◆ Extract ◆
New York, NY (Top40 Charts) Brooklyn/LA synthwave duo Collasping Scenery have revealed remixes of "Bush Mama Blues" and "Forbidding Forbidding" from their acclaimed album
Stress Positions out now (order). The
Money Mark remix debuted today at Brooklyn Vegan and can also be shared at Soundcloud.
Collapsing Scenery's Reggie Debris says, "Money Mark is a living legend and we are very grateful to call him a supporter and friend. We reached out to him for a remix but he had a bigger vision for the song; essentially a ground-up rework of the track with us playing the new arrangement in studio. He eschewed the freak-out free jazz of the original version for a twitchy, elastic post-punk version. We love it.'
The band also shared a reworked version of "Forbidding Forbidding" by Alex Greenwald which can be shared at Soundcloud. On the collaboration Debris says, "Alex Greenwald is a dear old compatriot of ours and a brilliant musician and producer. He took one of the strangest arrangements on our record, the song Forbidding Forbidding, and smoothed it out into an electro disco banger."
Both songs will be available on all streaming platforms to add to your favorite playlists.
Collapsing Scenery is the meeting of two fertile and febrile minds, Don De Vore (Ink & Dagger, Lilys, The Icarus Line, Amazing Baby) and Reggie Debris. Collapsing Scenery straddles the gap between music, art, film and politics, seamlessly moving between each with the same ease at which they traverse the globe, soaking up experiences and immersing themselves in different cultures.
Since they formed in 2013 "under a pall of paranoia and disgust" they haven't stopped moving. Recent collaborations include Jamaican dancehall legend Ninjaman,
Beastie Boys producer/collaborator Money Mark, and no-wave pioneer
James Chance. The band also has remixes out or on the way from
Genesis P-Orridge (Psychic TV, Throbbing Gristle), Jennifer Herrema (Royal Trux), Uniform, Youth Code, Brian DeGraw (Gang Gang Dance), and more.
A conversation with them recalls stories of recently recording a 'goth-dancehall' track in Jamaica, sailing their sound system into Britain for a series of shows, visiting occupied territories in Palestine on fact-finding missions, recording their debut album on a remote ranch in
Texas and soaking up rays in Corsica - and that's in the first five minutes.

◆ Work task A ◆
Condense the paragraph beginning "Collapsing Scenery is the meeting" in the Collapsing Scenery article into a bulleted list that keeps its main facts.
◆ Work task B ◆
In the Collapsing Scenery article, render this sentence in Spanish: "Both songs will be available on all streaming platforms to add to your favorite playlists."

Region pointing data
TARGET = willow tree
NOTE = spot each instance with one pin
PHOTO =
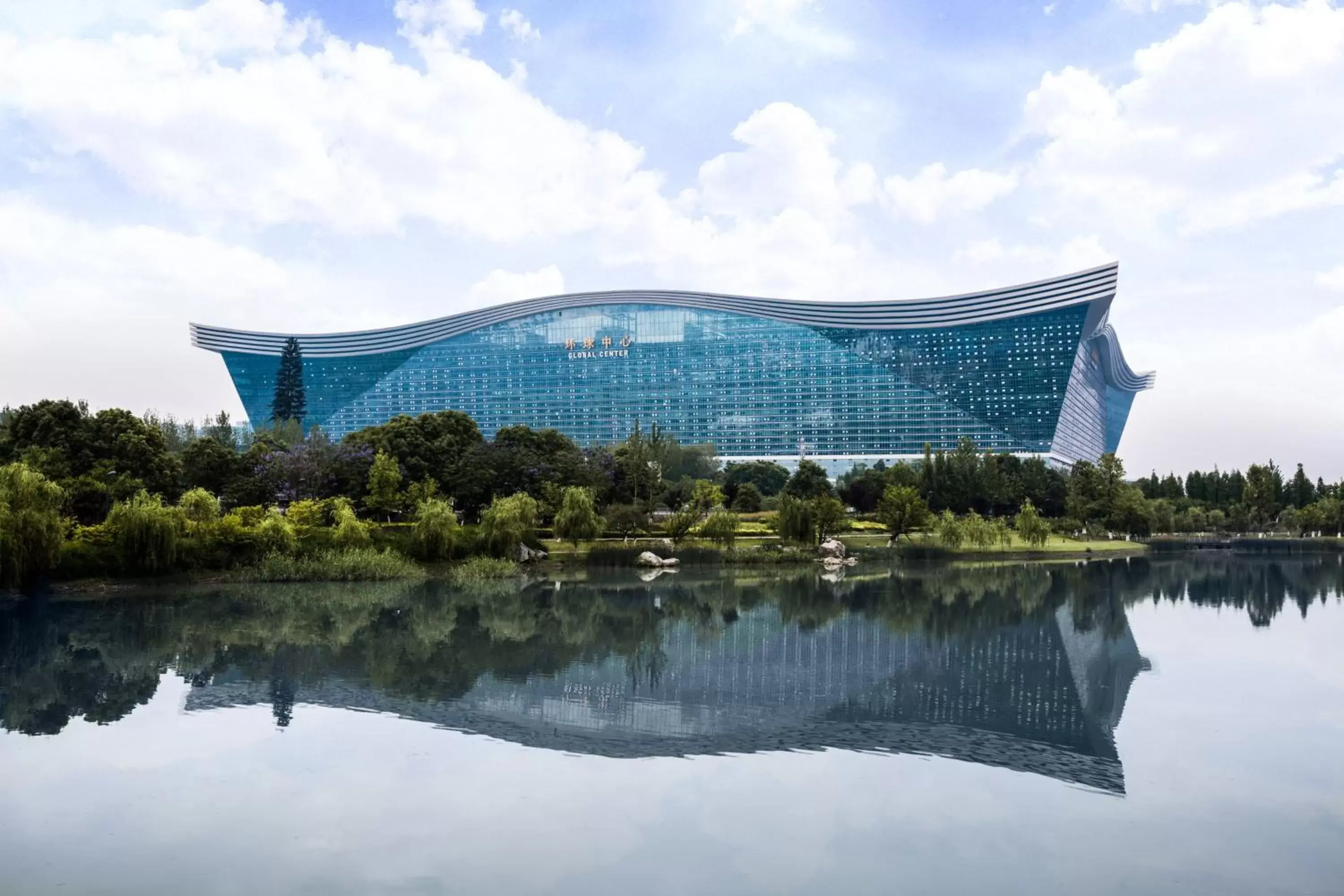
(30, 524)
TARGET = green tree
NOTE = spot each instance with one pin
(577, 519)
(507, 523)
(350, 531)
(768, 477)
(276, 535)
(828, 516)
(436, 528)
(721, 527)
(209, 464)
(793, 520)
(291, 401)
(979, 531)
(640, 476)
(808, 481)
(1311, 519)
(1031, 527)
(147, 532)
(420, 492)
(199, 507)
(706, 496)
(951, 531)
(444, 447)
(679, 524)
(1086, 493)
(748, 500)
(902, 511)
(1261, 492)
(385, 480)
(30, 524)
(625, 520)
(307, 515)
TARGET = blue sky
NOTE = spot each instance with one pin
(332, 166)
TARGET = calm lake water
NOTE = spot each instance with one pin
(1167, 726)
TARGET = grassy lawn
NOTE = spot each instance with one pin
(1057, 544)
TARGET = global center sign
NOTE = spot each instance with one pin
(589, 347)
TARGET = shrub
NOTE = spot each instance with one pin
(706, 496)
(627, 519)
(577, 520)
(508, 523)
(30, 524)
(349, 564)
(482, 569)
(951, 531)
(721, 527)
(828, 516)
(249, 516)
(1031, 528)
(748, 500)
(902, 511)
(199, 507)
(307, 513)
(351, 532)
(146, 532)
(276, 535)
(793, 520)
(436, 528)
(978, 531)
(679, 524)
(385, 481)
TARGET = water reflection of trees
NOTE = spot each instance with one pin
(101, 659)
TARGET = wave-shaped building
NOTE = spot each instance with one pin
(1030, 370)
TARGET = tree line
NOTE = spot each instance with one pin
(158, 491)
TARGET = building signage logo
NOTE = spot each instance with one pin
(592, 347)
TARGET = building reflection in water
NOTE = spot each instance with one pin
(1038, 696)
(1022, 667)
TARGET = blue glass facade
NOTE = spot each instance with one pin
(753, 385)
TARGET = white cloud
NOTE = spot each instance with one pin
(68, 287)
(787, 21)
(443, 23)
(237, 26)
(332, 135)
(506, 287)
(1034, 263)
(1233, 120)
(518, 26)
(1262, 374)
(1152, 6)
(788, 163)
(933, 193)
(1332, 279)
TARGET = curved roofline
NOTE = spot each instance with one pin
(1094, 287)
(1116, 369)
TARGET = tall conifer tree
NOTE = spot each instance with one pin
(291, 402)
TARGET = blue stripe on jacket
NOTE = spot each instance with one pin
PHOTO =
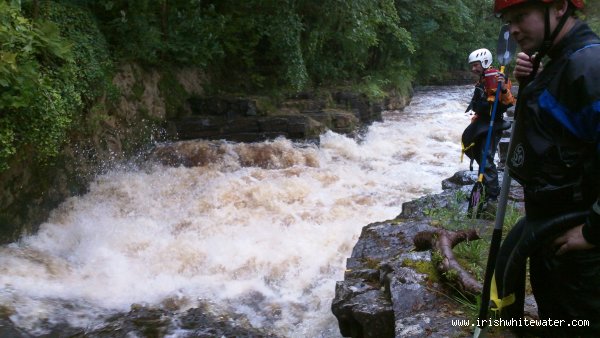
(584, 124)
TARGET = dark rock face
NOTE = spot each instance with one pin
(303, 117)
(389, 290)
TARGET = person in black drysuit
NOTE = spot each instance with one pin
(555, 156)
(474, 136)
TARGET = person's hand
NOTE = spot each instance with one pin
(571, 240)
(524, 67)
(501, 78)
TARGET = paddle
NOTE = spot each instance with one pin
(508, 46)
(505, 50)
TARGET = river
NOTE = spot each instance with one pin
(262, 230)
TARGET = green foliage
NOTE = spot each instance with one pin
(36, 100)
(445, 32)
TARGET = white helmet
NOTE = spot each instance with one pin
(482, 55)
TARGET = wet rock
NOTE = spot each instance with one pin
(389, 290)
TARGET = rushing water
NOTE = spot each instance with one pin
(261, 229)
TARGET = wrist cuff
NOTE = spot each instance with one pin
(591, 228)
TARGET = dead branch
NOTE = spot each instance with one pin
(443, 241)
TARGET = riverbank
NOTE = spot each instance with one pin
(391, 290)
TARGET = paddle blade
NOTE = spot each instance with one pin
(507, 46)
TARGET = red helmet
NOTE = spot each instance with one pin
(500, 5)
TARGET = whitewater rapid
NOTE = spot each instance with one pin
(262, 230)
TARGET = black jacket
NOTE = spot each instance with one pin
(555, 152)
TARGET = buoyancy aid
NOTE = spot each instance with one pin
(555, 142)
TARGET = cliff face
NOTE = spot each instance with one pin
(148, 106)
(392, 290)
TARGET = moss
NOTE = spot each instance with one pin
(424, 267)
(173, 93)
(436, 257)
(371, 263)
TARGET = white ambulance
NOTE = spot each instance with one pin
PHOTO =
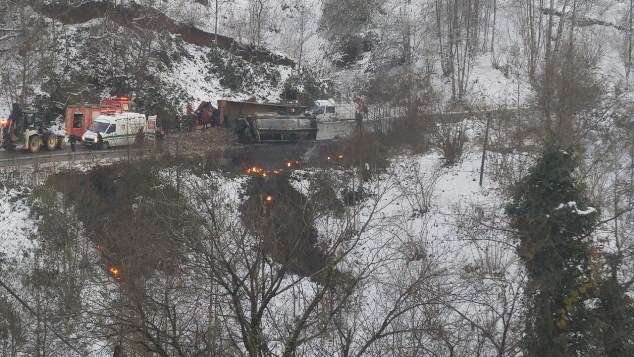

◆ Response area A ◆
- Collapsing Scenery consists of Don De Vore (Ink & Dagger, Lilys, The Icarus Line, Amazing Baby) and Reggie Debris.
- The band spans music, art, film and politics, moving easily between them.
- They travel the globe, absorbing experiences and immersing themselves in different cultures.

◆ Response area B ◆
Ambas canciones estarán disponibles en todas las plataformas de streaming para añadirlas a tus listas de reproducción favoritas.